* Set problem
Count the lines in the data below that contain the string "stone". Reply with the number alone.

>> START Raw records

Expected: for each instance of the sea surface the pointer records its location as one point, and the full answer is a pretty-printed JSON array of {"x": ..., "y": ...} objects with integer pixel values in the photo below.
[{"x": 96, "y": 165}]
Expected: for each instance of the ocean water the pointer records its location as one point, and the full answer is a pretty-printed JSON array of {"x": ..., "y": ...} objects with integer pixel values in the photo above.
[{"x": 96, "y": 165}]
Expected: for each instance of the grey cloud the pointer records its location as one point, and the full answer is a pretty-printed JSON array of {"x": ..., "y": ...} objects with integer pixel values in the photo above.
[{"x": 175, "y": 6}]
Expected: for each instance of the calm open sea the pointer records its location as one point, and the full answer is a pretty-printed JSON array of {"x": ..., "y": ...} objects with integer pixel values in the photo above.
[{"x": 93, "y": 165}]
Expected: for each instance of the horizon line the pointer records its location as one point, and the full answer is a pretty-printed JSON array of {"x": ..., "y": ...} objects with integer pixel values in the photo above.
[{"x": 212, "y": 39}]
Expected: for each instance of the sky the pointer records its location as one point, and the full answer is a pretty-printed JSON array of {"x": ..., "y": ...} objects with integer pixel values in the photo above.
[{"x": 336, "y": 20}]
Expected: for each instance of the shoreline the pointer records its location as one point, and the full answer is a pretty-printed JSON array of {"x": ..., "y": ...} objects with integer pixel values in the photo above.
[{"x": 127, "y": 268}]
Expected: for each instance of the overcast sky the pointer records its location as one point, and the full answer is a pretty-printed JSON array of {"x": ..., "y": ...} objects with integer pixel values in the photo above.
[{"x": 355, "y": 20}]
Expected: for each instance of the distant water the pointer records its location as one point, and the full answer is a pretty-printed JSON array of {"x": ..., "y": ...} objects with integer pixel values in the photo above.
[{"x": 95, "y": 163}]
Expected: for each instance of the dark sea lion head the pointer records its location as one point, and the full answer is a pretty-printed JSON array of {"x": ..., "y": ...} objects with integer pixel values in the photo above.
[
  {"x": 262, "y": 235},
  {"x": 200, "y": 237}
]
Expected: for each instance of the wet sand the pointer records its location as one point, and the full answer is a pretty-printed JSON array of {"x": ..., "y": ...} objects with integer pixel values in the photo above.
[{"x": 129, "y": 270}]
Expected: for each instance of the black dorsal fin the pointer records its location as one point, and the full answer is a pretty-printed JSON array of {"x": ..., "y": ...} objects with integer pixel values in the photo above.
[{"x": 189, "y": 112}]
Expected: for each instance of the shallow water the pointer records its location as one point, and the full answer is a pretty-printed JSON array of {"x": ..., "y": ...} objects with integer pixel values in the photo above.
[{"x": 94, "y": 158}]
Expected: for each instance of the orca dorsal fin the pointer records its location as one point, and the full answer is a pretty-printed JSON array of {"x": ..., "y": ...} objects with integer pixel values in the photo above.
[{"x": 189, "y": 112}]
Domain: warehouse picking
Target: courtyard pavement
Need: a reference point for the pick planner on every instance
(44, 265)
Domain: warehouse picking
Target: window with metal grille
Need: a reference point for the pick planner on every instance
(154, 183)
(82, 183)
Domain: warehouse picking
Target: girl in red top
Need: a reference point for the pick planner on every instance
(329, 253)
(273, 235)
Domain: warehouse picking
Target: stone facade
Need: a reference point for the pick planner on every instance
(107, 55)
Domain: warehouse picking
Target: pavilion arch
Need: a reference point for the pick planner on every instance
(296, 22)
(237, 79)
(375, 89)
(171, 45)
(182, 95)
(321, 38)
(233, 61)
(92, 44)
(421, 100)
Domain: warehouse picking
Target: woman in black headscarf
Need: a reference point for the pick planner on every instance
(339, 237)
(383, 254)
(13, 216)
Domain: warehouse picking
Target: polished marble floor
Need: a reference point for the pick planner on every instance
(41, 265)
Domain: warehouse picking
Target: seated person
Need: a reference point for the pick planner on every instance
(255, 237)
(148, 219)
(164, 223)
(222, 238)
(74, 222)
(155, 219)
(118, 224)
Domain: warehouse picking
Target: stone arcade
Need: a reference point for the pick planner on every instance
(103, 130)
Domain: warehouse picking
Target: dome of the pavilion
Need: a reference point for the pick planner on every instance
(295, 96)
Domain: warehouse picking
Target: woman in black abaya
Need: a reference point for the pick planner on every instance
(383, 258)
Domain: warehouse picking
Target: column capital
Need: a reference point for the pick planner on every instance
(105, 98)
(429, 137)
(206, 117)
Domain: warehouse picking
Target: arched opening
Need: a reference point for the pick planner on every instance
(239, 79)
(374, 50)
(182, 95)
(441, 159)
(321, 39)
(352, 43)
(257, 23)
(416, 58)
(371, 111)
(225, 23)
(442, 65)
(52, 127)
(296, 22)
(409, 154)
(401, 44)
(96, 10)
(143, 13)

>> END Raw records

* Answer to this problem
2